[SOURCE TEXT]
Seeing the two size each other up in the store amid the backdrop of swarms of birds kept enclosed in cages, we can't help but wonder if the birds who will soon treat Melanie – and indeed everyone else – like prey are getting revenge on us for daring to try to corral and control them. And although we see and/or hear birds whenever Hedren is onscreen, Hitchcock waits an extended amount of time to deliver the first attack when – after she's delivered her small birdcage to Mitch's home – she rows back across Bodega Bay and a seagull swoops down to swipe her forehead, almost accidentally.
“That's the damndest thing I ever saw,” Mitch observes as he helps her out of the boat and brings her to a local cafe to clean the cut. But even though the birds draw first blood in Hitch's film, that action won't be their last by a long-shot as birds of all feathers begin to flock together and hunt down Bodega Bay residents in packs.
Trying to warn everyone – including her newspaperman father – to take her seriously after the next big assault, every woman watching can recognize the frustration in Melanie as we listen to her explain that no, she is not hysterical and is in fact telling the God's honest truth. Suddenly the object of ignorant suspicion by townspeople who start wondering if they're in the midst of a plague and if she – perhaps the embodiment of evil – has somehow brought this to them all, watching average citizens shamefully begin to embrace a ridiculous conspiracy theory makes
The Birds especially timely in this era of 2020, COVID, and Trump.
Hitchcock's first film after
Psycho,
The Birds works exceptionally well as a double feature with its predecessor, given the way it seems to weirdly foreshadow the terror to come in the eerie sequence with Norman Bates where he discusses his love of not only taxidermy but especially of stuffing birds, whom he describes as passive creatures, while also likening them to his “harmless” mother.
Loosely based on
Rebecca author Daphne du Maurier's titular 1952 short story, which was adapted for the screen by “Alfred Hitchcock's Mystery Magazine” contributor and “Alfred Hitchcock Presents” television writer Evan Hunter (who would go on to publish mystery novels under the name Ed McBain),
The Birds was Hitchcock's first and only “creature feature.”

[YOUR INSTRUCTIONS]
From the passage on Hitchcock's The Birds, copy the text from "Seeing the two" up to and including "forehead, almost accidentally.".

[DATA]
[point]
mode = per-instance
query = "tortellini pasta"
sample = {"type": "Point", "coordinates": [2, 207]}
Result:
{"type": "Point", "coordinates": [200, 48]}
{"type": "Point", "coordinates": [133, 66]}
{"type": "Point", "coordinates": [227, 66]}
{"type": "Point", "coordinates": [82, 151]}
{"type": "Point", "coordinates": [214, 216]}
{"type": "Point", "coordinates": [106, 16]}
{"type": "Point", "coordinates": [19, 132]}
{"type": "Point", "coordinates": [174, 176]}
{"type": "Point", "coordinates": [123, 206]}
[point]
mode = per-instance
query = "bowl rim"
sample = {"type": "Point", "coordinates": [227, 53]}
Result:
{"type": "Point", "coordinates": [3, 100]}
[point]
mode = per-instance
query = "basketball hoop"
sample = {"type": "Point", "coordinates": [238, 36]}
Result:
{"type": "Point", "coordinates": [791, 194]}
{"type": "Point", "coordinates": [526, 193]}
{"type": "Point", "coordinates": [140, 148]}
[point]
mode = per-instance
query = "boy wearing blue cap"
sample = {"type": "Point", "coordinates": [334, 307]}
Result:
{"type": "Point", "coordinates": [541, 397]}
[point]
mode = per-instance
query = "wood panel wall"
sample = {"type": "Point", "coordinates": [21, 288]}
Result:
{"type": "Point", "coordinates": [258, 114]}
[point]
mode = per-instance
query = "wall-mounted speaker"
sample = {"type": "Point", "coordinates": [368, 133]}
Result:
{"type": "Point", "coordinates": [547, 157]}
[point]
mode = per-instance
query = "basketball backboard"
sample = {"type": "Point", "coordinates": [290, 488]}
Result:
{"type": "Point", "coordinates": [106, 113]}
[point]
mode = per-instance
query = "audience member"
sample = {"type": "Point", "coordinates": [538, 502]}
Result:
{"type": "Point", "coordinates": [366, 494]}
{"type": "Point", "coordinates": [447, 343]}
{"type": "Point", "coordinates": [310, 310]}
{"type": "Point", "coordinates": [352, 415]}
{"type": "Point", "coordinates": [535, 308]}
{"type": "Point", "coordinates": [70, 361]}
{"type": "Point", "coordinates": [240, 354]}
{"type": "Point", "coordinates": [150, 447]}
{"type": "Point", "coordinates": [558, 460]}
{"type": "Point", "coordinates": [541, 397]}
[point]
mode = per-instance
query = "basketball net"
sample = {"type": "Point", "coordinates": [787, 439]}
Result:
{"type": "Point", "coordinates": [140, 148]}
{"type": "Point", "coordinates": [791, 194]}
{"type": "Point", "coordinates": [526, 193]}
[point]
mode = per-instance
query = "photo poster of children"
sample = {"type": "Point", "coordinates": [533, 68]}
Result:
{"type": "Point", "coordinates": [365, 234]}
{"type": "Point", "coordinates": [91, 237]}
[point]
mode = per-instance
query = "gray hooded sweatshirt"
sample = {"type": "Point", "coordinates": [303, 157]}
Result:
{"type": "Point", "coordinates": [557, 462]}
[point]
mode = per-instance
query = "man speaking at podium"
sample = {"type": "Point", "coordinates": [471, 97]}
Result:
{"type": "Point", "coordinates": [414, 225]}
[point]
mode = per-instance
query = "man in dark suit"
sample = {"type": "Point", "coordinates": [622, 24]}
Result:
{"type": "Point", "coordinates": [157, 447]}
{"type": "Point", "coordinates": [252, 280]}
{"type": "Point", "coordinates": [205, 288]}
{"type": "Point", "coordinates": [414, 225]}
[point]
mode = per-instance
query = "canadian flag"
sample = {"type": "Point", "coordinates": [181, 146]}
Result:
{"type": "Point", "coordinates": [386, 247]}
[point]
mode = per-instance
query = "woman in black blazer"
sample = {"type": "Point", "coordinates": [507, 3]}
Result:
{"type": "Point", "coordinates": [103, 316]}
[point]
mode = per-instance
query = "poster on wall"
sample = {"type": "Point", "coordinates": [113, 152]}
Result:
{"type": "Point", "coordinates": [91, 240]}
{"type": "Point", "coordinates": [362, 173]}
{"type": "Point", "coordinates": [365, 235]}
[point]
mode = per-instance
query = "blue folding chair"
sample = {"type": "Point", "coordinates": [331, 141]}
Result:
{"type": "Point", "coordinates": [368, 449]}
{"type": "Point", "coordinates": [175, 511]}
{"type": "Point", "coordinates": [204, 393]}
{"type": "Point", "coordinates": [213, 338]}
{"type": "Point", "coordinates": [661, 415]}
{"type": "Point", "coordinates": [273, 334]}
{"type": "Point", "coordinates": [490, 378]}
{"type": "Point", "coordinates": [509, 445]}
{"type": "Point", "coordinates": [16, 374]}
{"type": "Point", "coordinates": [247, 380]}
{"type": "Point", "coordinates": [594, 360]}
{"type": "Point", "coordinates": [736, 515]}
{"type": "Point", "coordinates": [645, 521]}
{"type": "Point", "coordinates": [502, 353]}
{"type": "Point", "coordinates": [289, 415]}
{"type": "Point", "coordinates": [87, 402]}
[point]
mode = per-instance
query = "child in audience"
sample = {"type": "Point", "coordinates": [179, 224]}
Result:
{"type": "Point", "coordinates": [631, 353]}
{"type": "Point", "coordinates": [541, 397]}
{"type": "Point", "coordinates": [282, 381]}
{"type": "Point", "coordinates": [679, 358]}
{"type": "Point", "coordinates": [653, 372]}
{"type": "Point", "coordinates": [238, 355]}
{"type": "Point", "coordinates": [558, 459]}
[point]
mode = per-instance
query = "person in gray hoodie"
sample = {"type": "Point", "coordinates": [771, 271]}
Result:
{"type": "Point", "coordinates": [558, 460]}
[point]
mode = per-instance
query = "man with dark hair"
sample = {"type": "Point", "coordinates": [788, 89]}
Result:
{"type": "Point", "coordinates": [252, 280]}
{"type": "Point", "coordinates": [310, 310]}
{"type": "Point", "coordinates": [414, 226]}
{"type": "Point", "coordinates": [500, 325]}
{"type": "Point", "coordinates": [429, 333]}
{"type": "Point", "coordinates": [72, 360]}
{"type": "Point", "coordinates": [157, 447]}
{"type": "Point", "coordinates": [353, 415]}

[FINAL ANSWER]
Seeing the two size each other up in the store amid the backdrop of swarms of birds kept enclosed in cages, we can't help but wonder if the birds who will soon treat Melanie – and indeed everyone else – like prey are getting revenge on us for daring to try to corral and control them. And although we see and/or hear birds whenever Hedren is onscreen, Hitchcock waits an extended amount of time to deliver the first attack when – after she's delivered her small birdcage to Mitch's home – she rows back across Bodega Bay and a seagull swoops down to swipe her forehead, almost accidentally.